But its important to know that I was still too young to really care about girls so my life quality didnt change. Back then I even thought life was better, since now I wouldnt have to turn down so many girls (sometimes it was really akward).
Also I was doing really well in football.
Overall the future looked very good and I had a lot of friends. But suddenly everything would go to fucks.
START OF DISGUSTING SUB5 LIFE AND ACCEPTING MY DESCENSION (12yo - 16yo).









Beginning of insane descension:
Now after 6th grade was over we went to upper secondaryschool/middle school AKA 7th grade (school in my country is weird). We were all 13yo now and basically we went to this giant school that united like 6 schools. So 5 different schools worth of new ppl suddenly engulfed me. The other schools had way better baddies but also I wasnt the most handsome guy anymore.
As the new part of my life started people obviously started hitting puberty. Most guys puberty would mean hitting a growth spurt and getting muscles facial hair etc. For me though, it would be the start of my descension to sub5.
During the first months of 7th grade I already noticed guys and friends around me changing. Making new friends was also harder than before but still not hard. I also had my old friends so I didnt really care. The girls also started growing up and I started getting interested in sex and wanted to get a girlfriend.
As I was still trying to understand all this new stuff, I suddenly started descending in rapid speed. I went from a gl lightskin boy to a skinnyfat, pimple faced, short lil ethnic boy. I didnt grow much, i didnt get facial hair, muscles or bone growth. I did get facial fat and pimples though. Also my mom was cutting my hair and other guys were visiting barbers so I was fucking chopped okay? (I was oblivious to my looks though bcs I didnt understand such a concept. I had grown up until this point doing nothing and getting called good looking.)
During this time my friends had made new female friends and I also wanted some girls to talk to and maybe get a girlfriend. But everytime I would try to join a conversation I would basically be closed off from the circle of people talking and just stand outside the circle like a faggot cuck npc nigger and try and throw comments every now and then (I got completely ignored).
Start of inceldom
:
Since every guy was simping the girls at this age basically everytime a girl would come up it would mean I would be alone. Let me explain by giving a real example of what would happen on a daily basis.
I would walk and joke around with my friends who were at the very least ltn and one was 6’1 htn (at 13 btw). —> group of girls would come —> my friends would ditch me and go talk to the girls —> i would try to join, but would be closed of the conversation and ignored. —> eventually I would go sit alone and play clash royale like a npc loner.
So seeing girls for me would mean my friends ditching me and me being alone like a retard for a long time. Also my other friends had started distancing themselves from me or they would also make female friends or girlfriends and repeat earlier situation.

- **Tasks for this exercise**
a) In the account of starting 7th grade, shorten the paragraph beginning "Now after 6th grade was over" into a brief bulleted list that keeps its main facts.
b) Using the account, explain why the writer did not mind that making new friends became harder during the first months of 7th grade.

- **Information provided**

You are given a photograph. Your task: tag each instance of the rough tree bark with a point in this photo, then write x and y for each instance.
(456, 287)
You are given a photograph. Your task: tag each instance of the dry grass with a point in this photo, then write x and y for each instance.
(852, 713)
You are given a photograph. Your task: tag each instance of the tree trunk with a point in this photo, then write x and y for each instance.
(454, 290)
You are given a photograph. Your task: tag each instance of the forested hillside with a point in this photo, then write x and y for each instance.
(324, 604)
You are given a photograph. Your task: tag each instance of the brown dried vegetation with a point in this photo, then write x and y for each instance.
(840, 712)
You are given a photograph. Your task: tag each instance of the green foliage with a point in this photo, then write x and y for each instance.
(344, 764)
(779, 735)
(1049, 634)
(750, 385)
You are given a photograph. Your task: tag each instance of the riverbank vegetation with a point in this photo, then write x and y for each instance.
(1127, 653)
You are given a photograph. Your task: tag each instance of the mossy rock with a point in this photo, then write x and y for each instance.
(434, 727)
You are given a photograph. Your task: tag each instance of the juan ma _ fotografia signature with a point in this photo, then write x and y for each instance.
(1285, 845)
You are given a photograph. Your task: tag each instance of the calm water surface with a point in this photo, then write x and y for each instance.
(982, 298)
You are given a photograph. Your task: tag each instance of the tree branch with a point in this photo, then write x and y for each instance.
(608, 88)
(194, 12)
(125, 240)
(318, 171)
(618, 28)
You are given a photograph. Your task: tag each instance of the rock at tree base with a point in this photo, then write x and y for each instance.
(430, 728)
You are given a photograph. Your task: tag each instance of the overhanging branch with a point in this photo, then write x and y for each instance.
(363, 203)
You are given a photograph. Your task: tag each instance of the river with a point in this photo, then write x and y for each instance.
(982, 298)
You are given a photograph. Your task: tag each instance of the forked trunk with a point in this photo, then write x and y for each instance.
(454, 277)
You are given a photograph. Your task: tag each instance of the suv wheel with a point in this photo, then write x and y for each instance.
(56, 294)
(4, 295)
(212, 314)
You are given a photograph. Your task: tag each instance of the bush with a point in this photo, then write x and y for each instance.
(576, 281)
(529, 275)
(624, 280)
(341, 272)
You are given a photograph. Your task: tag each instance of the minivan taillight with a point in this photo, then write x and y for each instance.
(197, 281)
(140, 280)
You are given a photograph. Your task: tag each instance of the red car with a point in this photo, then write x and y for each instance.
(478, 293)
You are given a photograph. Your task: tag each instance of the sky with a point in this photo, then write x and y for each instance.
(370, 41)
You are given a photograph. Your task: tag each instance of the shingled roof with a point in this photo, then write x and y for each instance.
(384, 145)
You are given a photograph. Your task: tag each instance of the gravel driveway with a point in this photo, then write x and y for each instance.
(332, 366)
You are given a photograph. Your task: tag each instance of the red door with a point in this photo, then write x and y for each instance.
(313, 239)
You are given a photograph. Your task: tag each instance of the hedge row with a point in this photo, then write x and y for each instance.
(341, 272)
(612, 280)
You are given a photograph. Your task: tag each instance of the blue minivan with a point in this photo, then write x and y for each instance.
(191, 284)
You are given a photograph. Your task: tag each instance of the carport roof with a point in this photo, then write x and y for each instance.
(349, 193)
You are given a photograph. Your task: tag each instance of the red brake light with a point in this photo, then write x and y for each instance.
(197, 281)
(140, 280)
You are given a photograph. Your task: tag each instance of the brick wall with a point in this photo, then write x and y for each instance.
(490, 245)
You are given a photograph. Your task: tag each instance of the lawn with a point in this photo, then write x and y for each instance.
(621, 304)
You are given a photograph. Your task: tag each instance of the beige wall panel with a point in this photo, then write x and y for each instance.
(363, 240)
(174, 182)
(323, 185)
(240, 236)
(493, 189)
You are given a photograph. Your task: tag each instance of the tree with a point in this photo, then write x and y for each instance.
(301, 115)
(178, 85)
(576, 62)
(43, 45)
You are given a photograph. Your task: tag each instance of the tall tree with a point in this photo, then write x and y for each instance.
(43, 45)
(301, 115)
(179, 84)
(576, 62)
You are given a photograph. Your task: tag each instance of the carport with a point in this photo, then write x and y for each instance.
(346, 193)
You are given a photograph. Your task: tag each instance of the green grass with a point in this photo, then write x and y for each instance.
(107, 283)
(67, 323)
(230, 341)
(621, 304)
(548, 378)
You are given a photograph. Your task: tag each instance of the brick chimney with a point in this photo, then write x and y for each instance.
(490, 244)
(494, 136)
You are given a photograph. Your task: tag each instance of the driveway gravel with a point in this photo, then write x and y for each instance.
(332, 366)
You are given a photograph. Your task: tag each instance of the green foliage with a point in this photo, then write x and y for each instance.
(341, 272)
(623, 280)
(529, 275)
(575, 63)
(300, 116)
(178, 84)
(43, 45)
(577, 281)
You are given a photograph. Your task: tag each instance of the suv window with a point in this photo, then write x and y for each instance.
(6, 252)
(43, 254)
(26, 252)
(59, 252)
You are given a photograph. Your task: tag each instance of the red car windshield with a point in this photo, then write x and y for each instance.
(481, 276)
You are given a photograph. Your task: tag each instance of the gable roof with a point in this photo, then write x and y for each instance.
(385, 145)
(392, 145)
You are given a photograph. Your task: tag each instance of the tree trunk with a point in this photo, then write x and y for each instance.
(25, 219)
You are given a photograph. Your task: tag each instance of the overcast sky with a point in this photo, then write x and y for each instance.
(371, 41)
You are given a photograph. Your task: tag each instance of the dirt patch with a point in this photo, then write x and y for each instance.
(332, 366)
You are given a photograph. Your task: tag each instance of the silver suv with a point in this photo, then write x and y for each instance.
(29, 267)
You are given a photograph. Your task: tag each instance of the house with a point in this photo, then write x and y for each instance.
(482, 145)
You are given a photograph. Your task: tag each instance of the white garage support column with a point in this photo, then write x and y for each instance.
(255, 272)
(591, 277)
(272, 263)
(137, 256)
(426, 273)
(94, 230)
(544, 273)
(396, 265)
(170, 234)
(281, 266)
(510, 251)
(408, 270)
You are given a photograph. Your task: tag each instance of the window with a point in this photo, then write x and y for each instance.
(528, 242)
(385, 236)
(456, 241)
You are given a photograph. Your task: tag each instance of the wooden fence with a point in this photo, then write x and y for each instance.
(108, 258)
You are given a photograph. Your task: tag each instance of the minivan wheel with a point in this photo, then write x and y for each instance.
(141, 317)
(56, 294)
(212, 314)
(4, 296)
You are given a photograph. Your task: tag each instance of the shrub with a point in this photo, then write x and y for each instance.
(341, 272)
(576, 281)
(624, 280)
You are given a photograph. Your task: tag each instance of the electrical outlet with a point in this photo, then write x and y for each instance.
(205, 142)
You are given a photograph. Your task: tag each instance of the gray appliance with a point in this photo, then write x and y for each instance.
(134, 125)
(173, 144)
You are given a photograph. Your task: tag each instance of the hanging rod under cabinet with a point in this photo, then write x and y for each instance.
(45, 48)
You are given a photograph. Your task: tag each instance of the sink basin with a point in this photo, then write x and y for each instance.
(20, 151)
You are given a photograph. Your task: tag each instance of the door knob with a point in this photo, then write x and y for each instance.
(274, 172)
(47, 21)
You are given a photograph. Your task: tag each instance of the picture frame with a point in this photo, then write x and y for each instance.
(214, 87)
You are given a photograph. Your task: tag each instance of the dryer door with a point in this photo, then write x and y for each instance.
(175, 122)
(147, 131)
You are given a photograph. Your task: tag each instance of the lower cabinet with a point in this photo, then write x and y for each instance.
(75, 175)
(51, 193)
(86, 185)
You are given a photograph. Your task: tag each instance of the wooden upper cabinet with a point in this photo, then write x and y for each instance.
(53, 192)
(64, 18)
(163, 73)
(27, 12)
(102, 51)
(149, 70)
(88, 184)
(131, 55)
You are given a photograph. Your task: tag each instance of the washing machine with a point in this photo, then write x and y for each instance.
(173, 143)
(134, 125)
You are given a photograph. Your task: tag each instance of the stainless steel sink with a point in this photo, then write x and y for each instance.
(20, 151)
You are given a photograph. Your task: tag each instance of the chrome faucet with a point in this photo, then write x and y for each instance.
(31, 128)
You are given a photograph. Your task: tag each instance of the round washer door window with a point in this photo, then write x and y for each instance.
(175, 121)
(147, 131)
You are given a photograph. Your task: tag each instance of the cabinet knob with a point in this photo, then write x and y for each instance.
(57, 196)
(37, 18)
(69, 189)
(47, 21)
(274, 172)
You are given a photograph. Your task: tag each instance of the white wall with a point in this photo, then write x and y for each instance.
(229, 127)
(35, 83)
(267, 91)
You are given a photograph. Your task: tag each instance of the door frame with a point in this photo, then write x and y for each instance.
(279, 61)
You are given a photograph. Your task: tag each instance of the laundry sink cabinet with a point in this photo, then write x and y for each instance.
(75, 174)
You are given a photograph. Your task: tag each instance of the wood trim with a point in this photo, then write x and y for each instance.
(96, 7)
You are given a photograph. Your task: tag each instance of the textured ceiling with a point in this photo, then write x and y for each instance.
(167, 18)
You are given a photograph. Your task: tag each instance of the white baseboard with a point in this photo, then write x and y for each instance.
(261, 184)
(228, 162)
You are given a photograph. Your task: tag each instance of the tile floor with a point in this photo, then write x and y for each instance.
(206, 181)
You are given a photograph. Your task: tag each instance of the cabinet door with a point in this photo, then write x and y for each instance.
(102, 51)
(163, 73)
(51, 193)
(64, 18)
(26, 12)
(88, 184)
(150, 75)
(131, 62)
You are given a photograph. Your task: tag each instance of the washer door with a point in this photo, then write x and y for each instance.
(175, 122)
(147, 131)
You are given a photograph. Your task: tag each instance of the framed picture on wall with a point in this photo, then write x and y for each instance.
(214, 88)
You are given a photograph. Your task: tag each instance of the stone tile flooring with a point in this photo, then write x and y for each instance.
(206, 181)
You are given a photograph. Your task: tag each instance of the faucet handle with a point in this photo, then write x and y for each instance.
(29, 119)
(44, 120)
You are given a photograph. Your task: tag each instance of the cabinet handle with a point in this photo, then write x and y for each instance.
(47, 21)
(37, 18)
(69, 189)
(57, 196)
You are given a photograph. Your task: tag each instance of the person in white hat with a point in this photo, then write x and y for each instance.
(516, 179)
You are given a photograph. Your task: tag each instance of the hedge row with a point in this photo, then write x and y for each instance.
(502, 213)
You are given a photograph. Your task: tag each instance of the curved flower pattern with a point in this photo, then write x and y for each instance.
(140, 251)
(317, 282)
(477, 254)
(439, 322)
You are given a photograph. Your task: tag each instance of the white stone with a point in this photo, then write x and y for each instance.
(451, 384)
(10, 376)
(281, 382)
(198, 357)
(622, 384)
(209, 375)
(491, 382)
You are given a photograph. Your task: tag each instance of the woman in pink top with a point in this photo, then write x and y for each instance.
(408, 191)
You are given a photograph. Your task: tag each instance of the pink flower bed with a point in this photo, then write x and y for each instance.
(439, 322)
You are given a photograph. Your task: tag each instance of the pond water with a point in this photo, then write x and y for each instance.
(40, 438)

- **Answers below**
a)
- After 6th grade, the writer moved on to 7th grade, called upper secondary school or middle school, at age 13.
- This was a giant school that united about six schools, so five schools' worth of new people arrived at once.
- The girls from the other schools were more attractive.
- The writer was no longer the most handsome guy.

b) The writer still had old friends, so it did not matter much that making new ones was harder than before. The writer also says it was still not hard.